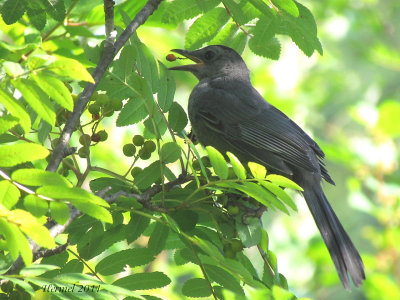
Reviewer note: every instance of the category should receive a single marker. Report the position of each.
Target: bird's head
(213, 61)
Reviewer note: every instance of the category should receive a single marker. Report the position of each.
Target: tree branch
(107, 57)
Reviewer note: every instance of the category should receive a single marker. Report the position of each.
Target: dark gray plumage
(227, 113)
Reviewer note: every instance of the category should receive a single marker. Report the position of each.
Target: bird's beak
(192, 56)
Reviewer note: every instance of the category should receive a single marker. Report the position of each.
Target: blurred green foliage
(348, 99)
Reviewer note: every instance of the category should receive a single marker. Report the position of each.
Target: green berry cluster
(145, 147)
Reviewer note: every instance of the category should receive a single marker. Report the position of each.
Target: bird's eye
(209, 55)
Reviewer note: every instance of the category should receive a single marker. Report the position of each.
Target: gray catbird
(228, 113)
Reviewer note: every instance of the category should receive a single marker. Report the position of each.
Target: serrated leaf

====================

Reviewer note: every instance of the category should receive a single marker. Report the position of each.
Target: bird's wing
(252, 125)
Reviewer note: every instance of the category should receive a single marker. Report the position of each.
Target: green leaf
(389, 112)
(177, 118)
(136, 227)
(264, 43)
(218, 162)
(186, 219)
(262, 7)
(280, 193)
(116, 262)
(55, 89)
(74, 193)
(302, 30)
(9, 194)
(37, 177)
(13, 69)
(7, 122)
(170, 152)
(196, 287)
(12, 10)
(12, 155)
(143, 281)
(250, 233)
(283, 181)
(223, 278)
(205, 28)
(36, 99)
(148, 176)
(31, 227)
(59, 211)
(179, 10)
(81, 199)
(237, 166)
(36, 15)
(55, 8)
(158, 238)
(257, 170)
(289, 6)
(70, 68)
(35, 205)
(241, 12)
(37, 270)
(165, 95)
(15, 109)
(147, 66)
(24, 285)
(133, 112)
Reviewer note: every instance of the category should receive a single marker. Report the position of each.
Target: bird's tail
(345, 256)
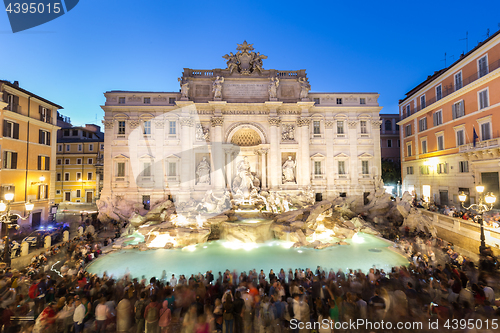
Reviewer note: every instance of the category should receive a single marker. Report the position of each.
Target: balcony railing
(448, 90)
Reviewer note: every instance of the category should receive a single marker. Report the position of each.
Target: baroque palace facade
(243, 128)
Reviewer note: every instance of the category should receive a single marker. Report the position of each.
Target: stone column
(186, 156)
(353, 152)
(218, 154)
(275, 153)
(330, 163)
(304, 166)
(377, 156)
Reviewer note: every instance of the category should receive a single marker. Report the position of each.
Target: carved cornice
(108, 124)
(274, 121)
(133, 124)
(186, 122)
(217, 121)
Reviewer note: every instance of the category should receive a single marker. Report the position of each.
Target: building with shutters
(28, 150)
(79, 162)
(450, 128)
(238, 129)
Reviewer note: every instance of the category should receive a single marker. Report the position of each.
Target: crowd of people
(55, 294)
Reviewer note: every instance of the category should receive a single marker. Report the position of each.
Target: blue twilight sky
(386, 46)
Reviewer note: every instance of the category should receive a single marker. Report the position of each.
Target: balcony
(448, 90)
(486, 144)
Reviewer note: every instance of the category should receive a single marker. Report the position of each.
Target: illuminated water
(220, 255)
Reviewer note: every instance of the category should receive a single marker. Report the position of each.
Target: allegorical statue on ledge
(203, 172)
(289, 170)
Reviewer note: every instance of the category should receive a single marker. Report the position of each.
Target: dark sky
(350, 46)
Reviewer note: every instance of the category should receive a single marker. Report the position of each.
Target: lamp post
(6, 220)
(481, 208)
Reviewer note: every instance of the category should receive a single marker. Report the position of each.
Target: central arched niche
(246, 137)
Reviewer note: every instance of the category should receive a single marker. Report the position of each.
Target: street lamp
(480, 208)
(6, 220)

====================

→ WHAT NEEDS TO BE DONE
Which lines in the entries contain the word "lamp"? Copy each of those lines in full, in the order they appear.

→ RESPONSE FOR THIS EXERCISE
Target: lamp post
Target: street lamp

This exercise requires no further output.